> Data to use
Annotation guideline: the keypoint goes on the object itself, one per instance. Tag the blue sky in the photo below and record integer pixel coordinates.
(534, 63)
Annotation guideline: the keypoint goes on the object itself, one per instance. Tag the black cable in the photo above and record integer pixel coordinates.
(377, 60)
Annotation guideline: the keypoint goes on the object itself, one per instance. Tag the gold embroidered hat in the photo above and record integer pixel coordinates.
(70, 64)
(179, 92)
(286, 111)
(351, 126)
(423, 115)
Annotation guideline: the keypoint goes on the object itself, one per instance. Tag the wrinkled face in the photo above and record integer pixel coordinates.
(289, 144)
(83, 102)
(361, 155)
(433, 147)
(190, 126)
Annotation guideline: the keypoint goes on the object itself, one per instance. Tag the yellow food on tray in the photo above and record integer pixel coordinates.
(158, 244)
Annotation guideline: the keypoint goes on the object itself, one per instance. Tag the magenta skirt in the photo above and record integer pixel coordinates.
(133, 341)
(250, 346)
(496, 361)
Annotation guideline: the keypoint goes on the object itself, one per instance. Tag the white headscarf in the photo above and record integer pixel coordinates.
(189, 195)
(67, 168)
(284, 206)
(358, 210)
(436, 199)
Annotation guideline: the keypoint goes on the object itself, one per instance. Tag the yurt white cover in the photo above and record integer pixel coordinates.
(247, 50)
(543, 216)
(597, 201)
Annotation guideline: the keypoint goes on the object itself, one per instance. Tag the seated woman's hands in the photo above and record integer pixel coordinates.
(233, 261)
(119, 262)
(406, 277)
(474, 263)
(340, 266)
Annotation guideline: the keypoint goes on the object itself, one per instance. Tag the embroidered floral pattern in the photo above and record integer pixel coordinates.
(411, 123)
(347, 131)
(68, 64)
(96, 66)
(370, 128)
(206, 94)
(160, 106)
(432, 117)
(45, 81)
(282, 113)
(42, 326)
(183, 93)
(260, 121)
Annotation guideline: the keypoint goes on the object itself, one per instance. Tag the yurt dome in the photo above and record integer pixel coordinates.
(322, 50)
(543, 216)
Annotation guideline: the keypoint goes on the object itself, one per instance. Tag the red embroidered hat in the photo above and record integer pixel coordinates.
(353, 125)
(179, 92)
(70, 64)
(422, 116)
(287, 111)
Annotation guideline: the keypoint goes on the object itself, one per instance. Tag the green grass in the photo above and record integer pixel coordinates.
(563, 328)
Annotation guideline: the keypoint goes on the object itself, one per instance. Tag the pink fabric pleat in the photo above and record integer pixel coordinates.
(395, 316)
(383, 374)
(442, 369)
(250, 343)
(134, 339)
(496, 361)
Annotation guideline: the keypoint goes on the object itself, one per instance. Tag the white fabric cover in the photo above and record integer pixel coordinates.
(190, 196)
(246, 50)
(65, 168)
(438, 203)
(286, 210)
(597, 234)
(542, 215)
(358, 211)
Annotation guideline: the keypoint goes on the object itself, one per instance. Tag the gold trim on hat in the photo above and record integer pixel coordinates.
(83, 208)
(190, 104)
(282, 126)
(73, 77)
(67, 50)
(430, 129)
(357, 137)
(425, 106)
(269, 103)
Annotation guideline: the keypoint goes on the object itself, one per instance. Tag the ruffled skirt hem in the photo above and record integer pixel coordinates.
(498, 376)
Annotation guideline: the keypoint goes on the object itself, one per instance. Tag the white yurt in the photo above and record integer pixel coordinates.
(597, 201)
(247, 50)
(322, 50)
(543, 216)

> What to do
Working from the material above, reproduce it in full and unchanged.

> Task answer
Annotation guideline: the keypoint goes on the object itself, one per instance. Tag the blue sky in the photo below and record integer pixel coordinates.
(534, 63)
Annotation guideline: the keypoint goes on the object itself, one per instance. Tag the black cable in the photo above and record integer pixel coordinates.
(377, 60)
Annotation guideline: the keypoint goes on the object itself, one per instance. Tag the gold embroidered hat in the photo above and record integer pixel coordinates.
(70, 64)
(179, 92)
(286, 111)
(351, 126)
(423, 115)
Annotation guideline: the keypoint goes on the object itself, one per instance. Tag the wrinkled face in the photo above and record integer pixel coordinates.
(289, 144)
(83, 102)
(361, 155)
(433, 147)
(190, 126)
Annotation guideline: the keypoint goes on the object itself, one per instance. Tag the yellow food on tray in the photo above and record integer pixel coordinates.
(158, 244)
Annotation guideline: the keypoint goes on the object itself, one per instance. Tag the magenta skirt in the photo above and record integer pixel coordinates.
(133, 341)
(250, 346)
(496, 361)
Annotation guideline: the keypoint goes on the object itself, one per instance. Tag the white headscarf in the photo above and record integer pixel coordinates.
(189, 195)
(67, 168)
(284, 206)
(358, 210)
(436, 199)
Annotation guideline: the keypoint goes on the object itself, one per instance. Tag the yurt white cover in the photo above and record integer pixel coordinates.
(247, 50)
(543, 216)
(597, 201)
Annotation guideline: the keypoint goes on the object itself, one per instance. Tag the seated woman's hands in the photo above and record integer pixel coordinates.
(233, 261)
(119, 262)
(406, 277)
(474, 263)
(340, 266)
Annotation guideline: the keypoint goes on the object itself, one per instance. Tag the embroidered floral pattern in the photo above and record integer pixel coordinates.
(411, 123)
(347, 131)
(68, 64)
(96, 66)
(370, 128)
(206, 94)
(160, 106)
(432, 117)
(45, 81)
(282, 113)
(42, 326)
(183, 93)
(260, 121)
Annotation guideline: the keypoint goes on the object itself, one per instance. Tag the yurt dome in the photo above and record integer pixel coordinates.
(322, 50)
(543, 216)
Annotation guideline: the keypoint goes on the object itself, one per instance. Tag the red embroidered hat in the photo above and record integer pixel coordinates.
(353, 125)
(179, 92)
(70, 64)
(422, 116)
(287, 111)
Annotation guideline: the keypoint goes on the object itself, one per instance. Tag the green grass in the photo above and record integer pixel coordinates.
(563, 328)
Annotation guideline: the keypoint goes on the object itself, one per instance. Tag the pink fabric pleat in the photo above and record integer pixel coordinates.
(395, 316)
(383, 374)
(442, 369)
(250, 343)
(134, 339)
(496, 361)
Annotation guideline: the keypoint goes on the object itself, one per instance. Tag the white fabric cover in the photo above and record integer pixel coordinates.
(190, 196)
(246, 50)
(65, 168)
(438, 203)
(286, 210)
(597, 234)
(542, 215)
(358, 211)
Annotation guideline: the keypoint goes on the object itself, one per instance. Tag the gold trim on hat in the photo above and record integer pixel coordinates.
(83, 208)
(190, 104)
(282, 126)
(73, 77)
(67, 50)
(430, 129)
(357, 137)
(425, 106)
(269, 103)
Annotation guideline: the keypoint goes on the object itself, one per instance. Tag the ruffled skirt hem in the photo above and record integer pixel coordinates.
(498, 376)
Annotation guideline: the keypoint goes on the object itself, one per instance. Tag the white yurt in the photo above and record integer pixel coordinates.
(597, 201)
(247, 50)
(322, 50)
(543, 216)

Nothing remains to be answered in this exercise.